Collect each line of the entries that holds the string "segtool".

— Stored data —
● ● ● ● ● ● ●
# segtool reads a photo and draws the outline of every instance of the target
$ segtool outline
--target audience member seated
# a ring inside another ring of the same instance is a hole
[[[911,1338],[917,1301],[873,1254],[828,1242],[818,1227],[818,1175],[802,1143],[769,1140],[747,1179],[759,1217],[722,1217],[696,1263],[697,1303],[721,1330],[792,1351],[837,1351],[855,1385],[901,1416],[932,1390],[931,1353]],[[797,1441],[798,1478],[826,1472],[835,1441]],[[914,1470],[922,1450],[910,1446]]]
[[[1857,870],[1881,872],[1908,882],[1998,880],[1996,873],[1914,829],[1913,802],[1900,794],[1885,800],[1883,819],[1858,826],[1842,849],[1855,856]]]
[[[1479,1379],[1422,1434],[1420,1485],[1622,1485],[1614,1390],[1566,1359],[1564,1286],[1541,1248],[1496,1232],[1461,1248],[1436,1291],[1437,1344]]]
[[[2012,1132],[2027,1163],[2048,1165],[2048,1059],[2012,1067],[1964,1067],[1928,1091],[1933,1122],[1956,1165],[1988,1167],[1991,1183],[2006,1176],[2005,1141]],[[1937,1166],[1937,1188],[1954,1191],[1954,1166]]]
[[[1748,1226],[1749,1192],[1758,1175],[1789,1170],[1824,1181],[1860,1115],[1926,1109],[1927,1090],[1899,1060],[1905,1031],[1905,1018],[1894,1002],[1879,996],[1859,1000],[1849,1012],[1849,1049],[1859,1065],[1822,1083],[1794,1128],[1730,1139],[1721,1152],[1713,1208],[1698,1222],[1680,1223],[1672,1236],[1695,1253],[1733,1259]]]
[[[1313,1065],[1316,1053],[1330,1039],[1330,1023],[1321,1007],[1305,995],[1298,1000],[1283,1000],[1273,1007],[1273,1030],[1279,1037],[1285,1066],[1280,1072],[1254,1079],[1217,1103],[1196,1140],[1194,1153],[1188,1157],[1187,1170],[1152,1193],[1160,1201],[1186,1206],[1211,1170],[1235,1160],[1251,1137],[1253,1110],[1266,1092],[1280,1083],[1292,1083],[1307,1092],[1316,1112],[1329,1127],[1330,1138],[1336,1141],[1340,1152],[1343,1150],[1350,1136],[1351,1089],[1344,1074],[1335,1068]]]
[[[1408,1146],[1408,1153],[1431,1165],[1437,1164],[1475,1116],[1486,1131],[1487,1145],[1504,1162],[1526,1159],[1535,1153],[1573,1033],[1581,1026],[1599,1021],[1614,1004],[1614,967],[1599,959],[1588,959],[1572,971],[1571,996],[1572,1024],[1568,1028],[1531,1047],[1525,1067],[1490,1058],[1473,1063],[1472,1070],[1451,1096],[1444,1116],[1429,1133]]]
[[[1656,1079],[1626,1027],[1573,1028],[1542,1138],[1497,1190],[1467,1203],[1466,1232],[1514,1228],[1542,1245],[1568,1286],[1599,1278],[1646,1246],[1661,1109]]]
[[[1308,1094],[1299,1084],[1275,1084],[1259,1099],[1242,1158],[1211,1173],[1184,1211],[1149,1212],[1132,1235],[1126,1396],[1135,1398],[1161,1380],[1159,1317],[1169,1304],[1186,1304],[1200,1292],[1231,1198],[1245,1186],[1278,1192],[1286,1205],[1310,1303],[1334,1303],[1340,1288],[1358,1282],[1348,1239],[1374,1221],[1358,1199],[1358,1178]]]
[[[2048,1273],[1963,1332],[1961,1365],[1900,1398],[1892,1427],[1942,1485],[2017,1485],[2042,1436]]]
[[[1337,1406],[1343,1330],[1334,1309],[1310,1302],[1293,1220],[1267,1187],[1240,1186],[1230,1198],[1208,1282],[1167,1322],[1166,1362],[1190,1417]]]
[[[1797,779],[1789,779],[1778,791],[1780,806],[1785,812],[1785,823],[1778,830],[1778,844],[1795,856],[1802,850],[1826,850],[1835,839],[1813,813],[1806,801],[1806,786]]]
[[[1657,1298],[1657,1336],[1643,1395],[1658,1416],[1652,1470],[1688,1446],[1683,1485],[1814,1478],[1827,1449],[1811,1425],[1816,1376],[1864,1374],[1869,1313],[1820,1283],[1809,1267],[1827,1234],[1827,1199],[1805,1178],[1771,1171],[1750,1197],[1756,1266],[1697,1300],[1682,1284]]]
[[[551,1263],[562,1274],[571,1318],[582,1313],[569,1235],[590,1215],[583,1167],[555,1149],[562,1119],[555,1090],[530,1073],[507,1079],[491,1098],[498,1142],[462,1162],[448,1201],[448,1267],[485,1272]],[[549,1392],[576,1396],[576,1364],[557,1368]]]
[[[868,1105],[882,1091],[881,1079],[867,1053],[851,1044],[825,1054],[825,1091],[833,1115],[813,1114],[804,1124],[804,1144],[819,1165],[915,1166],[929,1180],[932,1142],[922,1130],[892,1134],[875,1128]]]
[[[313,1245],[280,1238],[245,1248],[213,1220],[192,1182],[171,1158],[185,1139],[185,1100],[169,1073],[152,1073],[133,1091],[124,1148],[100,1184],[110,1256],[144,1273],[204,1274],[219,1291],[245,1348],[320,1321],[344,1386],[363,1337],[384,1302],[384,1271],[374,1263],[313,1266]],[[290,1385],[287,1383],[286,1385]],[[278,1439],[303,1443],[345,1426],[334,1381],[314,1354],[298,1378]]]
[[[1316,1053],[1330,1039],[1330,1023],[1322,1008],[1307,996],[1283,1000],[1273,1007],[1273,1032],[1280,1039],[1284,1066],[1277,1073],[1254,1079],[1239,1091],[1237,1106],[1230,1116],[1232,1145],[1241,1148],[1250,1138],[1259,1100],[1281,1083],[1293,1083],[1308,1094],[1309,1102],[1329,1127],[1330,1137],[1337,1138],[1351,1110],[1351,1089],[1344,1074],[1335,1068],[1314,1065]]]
● ● ● ● ● ● ●
— OUTPUT FOR THIS TASK —
# segtool reads a photo and draws the outline of every instance of the target
$ segtool outline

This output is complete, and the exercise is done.